WHAT IS REQUIRED: Copy out the records below word for word, from their first line down to and including the line that contains "Give the mask".

Records taken from a collection:
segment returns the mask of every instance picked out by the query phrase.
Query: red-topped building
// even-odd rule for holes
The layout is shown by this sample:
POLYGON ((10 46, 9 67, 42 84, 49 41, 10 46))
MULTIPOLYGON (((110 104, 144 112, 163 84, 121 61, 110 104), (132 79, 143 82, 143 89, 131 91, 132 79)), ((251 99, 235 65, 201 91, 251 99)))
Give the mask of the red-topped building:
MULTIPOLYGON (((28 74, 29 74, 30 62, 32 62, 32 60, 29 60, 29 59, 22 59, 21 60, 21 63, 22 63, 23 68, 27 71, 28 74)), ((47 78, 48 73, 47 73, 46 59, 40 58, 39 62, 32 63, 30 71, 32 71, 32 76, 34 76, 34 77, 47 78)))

OUTPUT BELOW:
segment returns the mask of every instance picked out by the query phrase.
Query: red-topped building
// even-odd rule for holes
The layout is shown by this sample:
POLYGON ((10 46, 9 67, 42 84, 49 41, 10 46))
MULTIPOLYGON (((110 104, 144 112, 163 84, 121 61, 110 104), (132 79, 143 82, 143 89, 131 91, 132 79)), ((251 99, 235 65, 201 91, 251 99)))
Give the mask of the red-topped building:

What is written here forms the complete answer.